_Goal of the exercise:_ The output must match the entries below exactly.

START Data for review

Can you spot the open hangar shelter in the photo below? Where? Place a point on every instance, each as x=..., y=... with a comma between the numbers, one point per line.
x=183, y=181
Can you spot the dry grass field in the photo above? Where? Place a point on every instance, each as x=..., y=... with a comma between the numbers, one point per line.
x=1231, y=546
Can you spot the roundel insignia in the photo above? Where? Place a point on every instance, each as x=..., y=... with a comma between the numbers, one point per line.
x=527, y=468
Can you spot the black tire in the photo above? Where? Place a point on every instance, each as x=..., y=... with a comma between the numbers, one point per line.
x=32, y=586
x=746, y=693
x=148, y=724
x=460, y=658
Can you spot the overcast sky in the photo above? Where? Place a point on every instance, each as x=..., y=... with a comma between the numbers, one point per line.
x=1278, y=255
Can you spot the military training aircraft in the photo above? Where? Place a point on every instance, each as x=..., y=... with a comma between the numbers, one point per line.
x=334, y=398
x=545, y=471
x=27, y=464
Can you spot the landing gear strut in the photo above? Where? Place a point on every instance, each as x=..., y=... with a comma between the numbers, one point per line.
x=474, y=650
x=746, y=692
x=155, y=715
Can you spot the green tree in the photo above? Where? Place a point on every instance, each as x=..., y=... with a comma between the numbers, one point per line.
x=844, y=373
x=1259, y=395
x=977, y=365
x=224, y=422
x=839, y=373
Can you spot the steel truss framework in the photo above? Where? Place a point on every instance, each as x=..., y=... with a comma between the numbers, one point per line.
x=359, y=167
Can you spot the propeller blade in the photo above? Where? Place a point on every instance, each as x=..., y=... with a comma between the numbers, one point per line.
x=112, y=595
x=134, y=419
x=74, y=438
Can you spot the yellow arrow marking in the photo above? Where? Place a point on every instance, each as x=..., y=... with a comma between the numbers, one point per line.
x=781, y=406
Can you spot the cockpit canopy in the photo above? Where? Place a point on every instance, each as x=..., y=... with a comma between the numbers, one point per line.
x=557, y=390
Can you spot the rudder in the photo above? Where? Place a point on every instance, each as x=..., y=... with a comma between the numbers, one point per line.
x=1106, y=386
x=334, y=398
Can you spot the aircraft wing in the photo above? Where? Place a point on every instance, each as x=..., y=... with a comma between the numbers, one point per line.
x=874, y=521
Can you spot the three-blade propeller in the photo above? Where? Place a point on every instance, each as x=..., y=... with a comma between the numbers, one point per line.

END Data for review

_Response to this exercise:_
Can you spot the open hangar shelter in the photo below? Where? Place a point on every instance, each as x=..., y=... with a comma between the numbers, one point per line.
x=183, y=181
Can you spot the dry grass field in the photo above? Where? Place a point on every instance, each as x=..., y=... with a comma between the numbers, one point per line.
x=1231, y=546
Can you spot the roundel insignia in the photo above? Where? Place a point on every instance, each as x=..., y=... with a comma between the numbers, one point per line.
x=527, y=468
Can you spot the black tire in the photo above? Where? Place a point on every instance, each as x=..., y=... with a comma between the numbers, one point per line.
x=32, y=586
x=746, y=693
x=148, y=724
x=460, y=658
Can you spot the overcast sky in the photo above? Where? Place a point on every instance, each as x=..., y=... with a comma between the numbers, one point per line.
x=1278, y=255
Can you spot the military training aircraft in the photo above? Where? Place a point on every instance, each as x=..., y=... with a comma between the numbers, one point per line.
x=334, y=398
x=545, y=471
x=27, y=464
Can you spot the landing gear strut in the photo above? Where? Place a point on every instance, each as x=..., y=... with a comma between the numbers, one point per line.
x=474, y=650
x=746, y=692
x=155, y=715
Can you spot the green tree in the photo above? Where? Place a point on every instance, each as x=..., y=... with a comma between the numbers, one point per line.
x=844, y=373
x=1259, y=395
x=977, y=365
x=224, y=422
x=839, y=373
Can you spot the steel truss framework in the photo above? Where? Place a point on every instance, each as x=..., y=... with a comma between the numbers, one point per line.
x=359, y=167
Can you spot the propeller blade in the photo above? Where? Place a point on every instance, each as x=..., y=... with a comma between the numbers, one point per line.
x=112, y=595
x=134, y=419
x=74, y=438
Can you spot the yellow arrow marking in the photo above? Where? Place a point on every instance, each as x=..., y=... with a comma between the numbers, one point per line.
x=781, y=406
Can you spot the cockpit canopy in the photo above? Where? Place a point on every instance, each as x=..., y=... with a comma between the numbers, one point per line.
x=557, y=390
Can you spot the rudder in the photo above? Where? Place a point on every instance, each as x=..., y=... with a comma between the numbers, one point per line.
x=1106, y=386
x=334, y=398
Can you spot the aircraft wing in the photo above? Where? Place a point on every instance, each as x=..., y=... with a comma between the numbers, one point per line.
x=874, y=521
Can you spot the three-blade propeller in the photo above? Where? Place a point on every instance, each as x=..., y=... with a comma between the numbers, one point per line.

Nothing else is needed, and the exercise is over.